▸ Stored records:
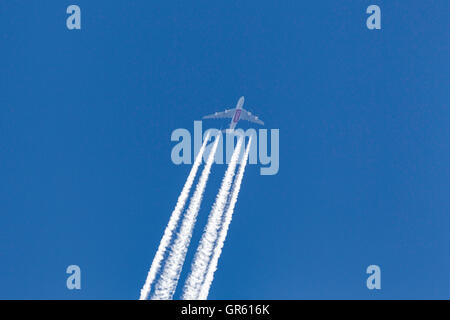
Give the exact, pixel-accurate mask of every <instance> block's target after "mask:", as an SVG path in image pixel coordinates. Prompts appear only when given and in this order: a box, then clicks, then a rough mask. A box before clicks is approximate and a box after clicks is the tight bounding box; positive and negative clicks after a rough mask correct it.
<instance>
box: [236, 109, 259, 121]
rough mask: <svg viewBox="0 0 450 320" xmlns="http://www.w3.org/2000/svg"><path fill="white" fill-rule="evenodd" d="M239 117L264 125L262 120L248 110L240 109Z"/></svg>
mask: <svg viewBox="0 0 450 320" xmlns="http://www.w3.org/2000/svg"><path fill="white" fill-rule="evenodd" d="M240 119H241V120H247V121H250V122H254V123H257V124H260V125H264V122H262V121H261V120H260V119H259V118H258V117H257V116H255V115H253V114H252V113H251V112H249V111H247V110H245V109H242V112H241V117H240Z"/></svg>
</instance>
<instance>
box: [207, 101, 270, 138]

▸ What is needed:
Set each line of the records down again exactly as it reads. Omit the pictures.

▸ Answer section:
Give the exact, pixel-accurate mask of every <instance> block's target after "mask:", as an SVG path in image pixel coordinates. Prompts appear only when given and in this order: a box, then clicks, then a rough mask. A box before clicks is approximate and a box after clicks is the tight bounding box; positive and negative clicks after a rough mask correct it.
<instance>
box: [236, 109, 259, 121]
rough mask: <svg viewBox="0 0 450 320" xmlns="http://www.w3.org/2000/svg"><path fill="white" fill-rule="evenodd" d="M239 117L264 125L262 120L248 110L240 109Z"/></svg>
mask: <svg viewBox="0 0 450 320" xmlns="http://www.w3.org/2000/svg"><path fill="white" fill-rule="evenodd" d="M240 119H241V120H247V121H250V122H254V123H257V124H260V125H264V122H262V121H261V120H260V119H259V118H258V117H257V116H255V115H253V114H252V113H251V112H249V111H247V110H245V109H242V112H241V117H240Z"/></svg>
</instance>
<instance>
box: [207, 101, 270, 138]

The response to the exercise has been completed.